-- DIRECTIVE --
In the material below, how many lines contain the string "flower"? Treat uppercase and lowercase letters as different, and reply with the number alone.

-- STORED RECORDS --

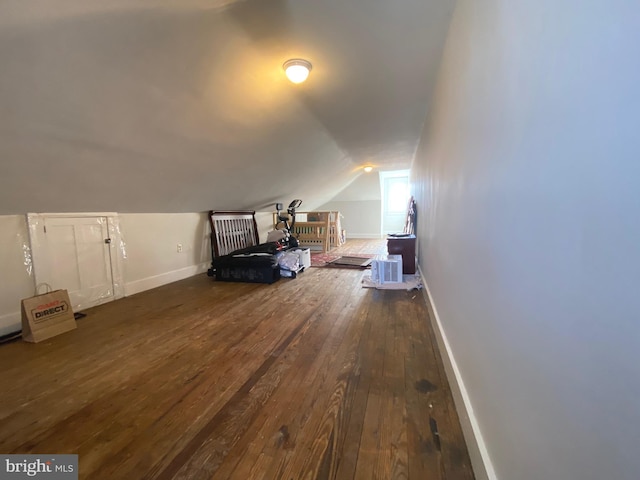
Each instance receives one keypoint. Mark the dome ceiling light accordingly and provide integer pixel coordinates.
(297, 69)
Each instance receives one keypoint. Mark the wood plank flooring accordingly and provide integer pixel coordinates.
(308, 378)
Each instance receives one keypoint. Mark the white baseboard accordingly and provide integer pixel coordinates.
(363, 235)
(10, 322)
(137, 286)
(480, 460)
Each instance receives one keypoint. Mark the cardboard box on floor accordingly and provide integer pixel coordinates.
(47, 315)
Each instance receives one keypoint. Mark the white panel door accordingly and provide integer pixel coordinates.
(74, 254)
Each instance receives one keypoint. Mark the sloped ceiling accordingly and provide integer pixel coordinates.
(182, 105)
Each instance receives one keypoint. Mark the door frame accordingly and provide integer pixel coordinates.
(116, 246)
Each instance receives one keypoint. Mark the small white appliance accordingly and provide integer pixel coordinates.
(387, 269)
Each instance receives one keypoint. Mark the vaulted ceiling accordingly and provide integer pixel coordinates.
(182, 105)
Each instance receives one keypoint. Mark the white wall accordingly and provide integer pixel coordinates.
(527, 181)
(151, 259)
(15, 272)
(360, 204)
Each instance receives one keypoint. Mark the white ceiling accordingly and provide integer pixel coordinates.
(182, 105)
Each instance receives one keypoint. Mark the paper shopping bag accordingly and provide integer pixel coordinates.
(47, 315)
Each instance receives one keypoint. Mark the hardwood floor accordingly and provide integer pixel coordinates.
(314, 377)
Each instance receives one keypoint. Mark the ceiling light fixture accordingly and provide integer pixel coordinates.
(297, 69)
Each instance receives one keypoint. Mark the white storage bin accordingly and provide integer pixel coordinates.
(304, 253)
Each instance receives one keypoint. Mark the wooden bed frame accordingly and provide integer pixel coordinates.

---

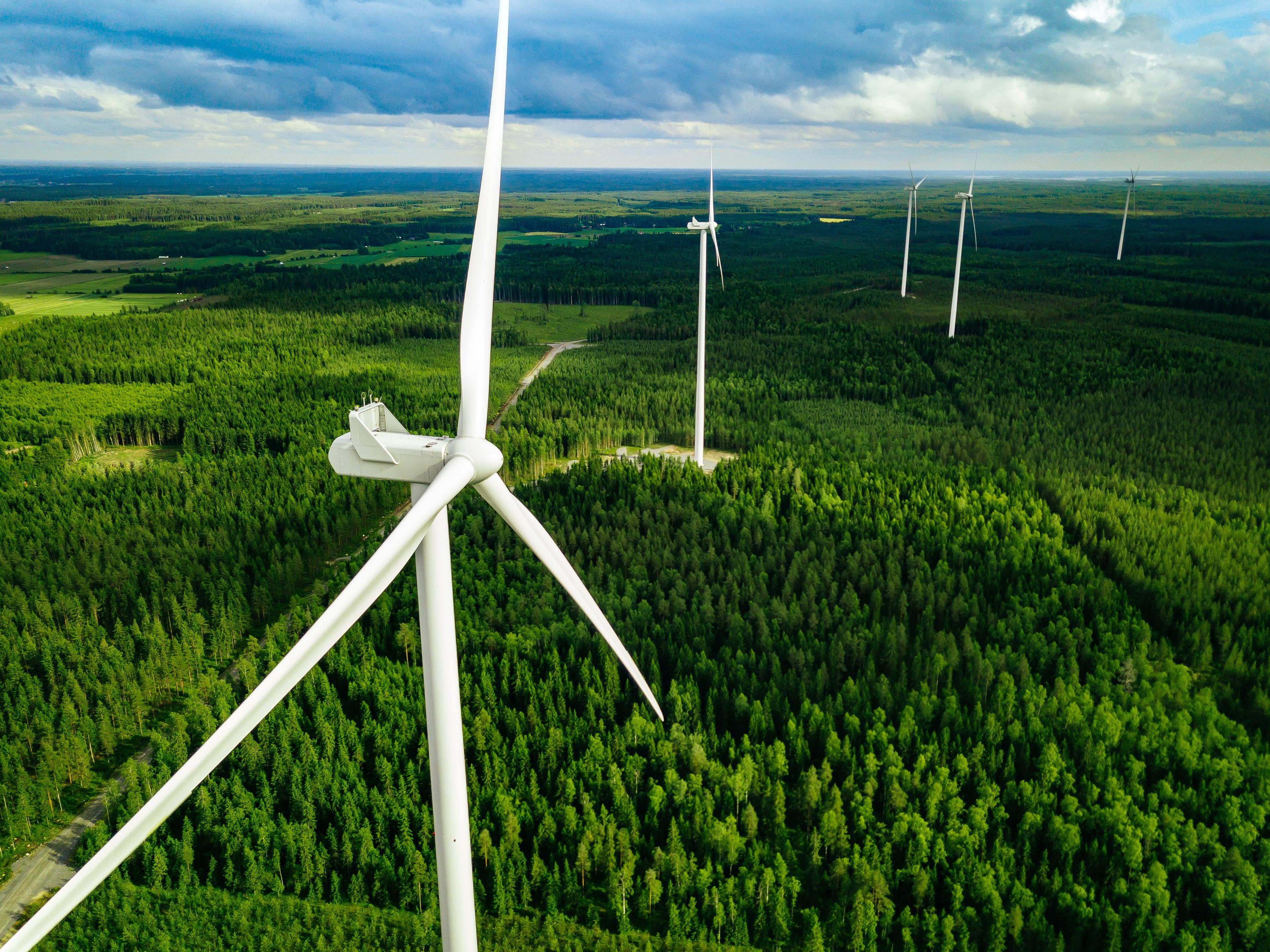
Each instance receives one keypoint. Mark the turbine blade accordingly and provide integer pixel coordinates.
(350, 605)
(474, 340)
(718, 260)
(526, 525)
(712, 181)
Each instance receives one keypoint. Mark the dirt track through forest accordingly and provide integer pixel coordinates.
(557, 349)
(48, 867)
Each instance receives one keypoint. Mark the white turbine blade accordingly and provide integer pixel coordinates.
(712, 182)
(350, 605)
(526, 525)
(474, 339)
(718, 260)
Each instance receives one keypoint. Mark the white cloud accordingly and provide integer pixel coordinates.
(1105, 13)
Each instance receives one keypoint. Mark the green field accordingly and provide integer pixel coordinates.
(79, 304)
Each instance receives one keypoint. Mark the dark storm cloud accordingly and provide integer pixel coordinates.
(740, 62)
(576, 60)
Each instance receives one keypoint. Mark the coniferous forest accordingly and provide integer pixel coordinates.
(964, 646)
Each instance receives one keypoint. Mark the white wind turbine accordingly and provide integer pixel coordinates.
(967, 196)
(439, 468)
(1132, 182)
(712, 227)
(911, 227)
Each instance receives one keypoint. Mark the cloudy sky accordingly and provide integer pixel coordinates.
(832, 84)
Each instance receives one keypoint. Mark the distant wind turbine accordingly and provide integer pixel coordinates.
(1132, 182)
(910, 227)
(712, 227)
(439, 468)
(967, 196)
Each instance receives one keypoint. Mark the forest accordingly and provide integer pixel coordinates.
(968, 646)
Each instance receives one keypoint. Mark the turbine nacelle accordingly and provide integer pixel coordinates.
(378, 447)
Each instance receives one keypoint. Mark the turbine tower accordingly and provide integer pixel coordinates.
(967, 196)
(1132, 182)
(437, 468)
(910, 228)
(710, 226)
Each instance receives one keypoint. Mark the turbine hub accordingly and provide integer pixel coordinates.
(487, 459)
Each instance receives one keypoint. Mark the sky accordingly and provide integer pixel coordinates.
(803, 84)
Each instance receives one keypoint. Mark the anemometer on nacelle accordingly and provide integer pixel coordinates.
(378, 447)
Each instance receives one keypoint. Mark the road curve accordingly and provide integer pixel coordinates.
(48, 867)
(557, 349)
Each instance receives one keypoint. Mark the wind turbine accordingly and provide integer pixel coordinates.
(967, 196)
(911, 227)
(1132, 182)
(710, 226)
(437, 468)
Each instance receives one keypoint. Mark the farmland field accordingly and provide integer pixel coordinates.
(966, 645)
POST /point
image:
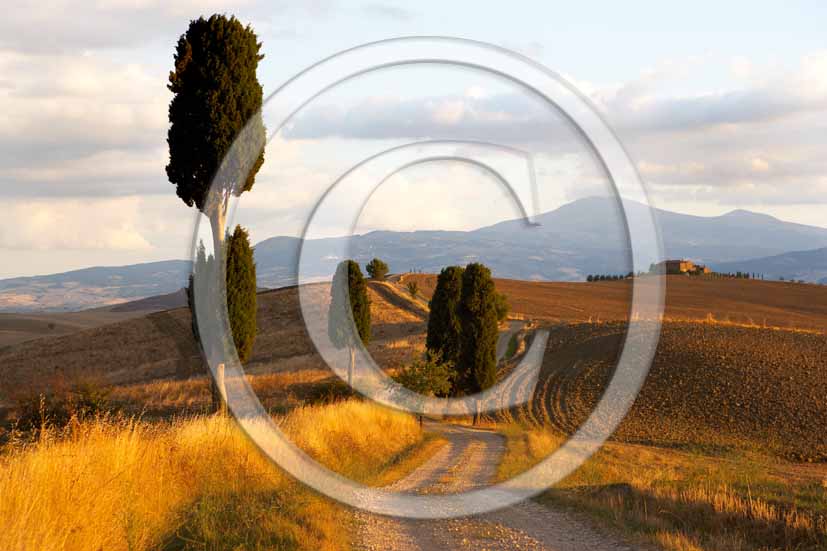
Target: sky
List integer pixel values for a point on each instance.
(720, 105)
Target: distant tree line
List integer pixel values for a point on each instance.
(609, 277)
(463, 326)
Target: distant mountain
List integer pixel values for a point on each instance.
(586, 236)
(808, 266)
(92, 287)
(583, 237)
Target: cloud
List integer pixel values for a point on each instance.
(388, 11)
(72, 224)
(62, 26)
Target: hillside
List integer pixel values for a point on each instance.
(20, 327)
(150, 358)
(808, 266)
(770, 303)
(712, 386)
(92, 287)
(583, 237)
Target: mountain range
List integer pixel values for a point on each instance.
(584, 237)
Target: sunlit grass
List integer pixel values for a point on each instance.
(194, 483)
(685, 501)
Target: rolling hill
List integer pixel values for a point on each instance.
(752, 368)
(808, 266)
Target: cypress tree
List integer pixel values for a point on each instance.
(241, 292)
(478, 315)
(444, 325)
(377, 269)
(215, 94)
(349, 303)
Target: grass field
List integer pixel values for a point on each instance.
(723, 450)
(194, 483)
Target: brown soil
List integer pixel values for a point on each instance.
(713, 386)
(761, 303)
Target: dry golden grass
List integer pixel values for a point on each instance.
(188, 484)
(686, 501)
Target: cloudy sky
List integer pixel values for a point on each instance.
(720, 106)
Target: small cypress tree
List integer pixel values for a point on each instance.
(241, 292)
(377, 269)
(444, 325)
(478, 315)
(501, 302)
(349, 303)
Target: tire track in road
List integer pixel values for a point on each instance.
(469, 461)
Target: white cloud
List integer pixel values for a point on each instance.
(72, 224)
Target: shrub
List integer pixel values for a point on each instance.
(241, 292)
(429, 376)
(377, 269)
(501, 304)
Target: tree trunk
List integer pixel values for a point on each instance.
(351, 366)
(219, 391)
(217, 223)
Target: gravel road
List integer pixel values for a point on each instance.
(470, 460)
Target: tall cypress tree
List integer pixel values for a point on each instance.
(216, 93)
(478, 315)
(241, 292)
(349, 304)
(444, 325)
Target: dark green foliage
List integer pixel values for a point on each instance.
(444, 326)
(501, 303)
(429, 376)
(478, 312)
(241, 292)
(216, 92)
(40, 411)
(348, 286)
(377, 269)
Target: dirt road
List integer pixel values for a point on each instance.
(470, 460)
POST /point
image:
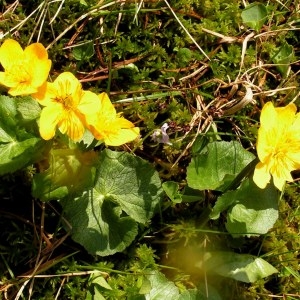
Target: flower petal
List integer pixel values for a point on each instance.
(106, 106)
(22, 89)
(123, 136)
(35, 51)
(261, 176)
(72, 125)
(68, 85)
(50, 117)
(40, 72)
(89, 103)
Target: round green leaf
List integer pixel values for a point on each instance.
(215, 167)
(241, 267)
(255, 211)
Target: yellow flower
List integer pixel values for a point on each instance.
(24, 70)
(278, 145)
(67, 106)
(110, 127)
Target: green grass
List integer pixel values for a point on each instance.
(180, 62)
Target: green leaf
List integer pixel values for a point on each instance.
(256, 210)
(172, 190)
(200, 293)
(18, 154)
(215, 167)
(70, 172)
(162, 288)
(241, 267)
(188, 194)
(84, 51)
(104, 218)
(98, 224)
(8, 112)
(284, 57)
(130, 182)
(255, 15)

-- SOLUTION TO THIS EXERCISE --
2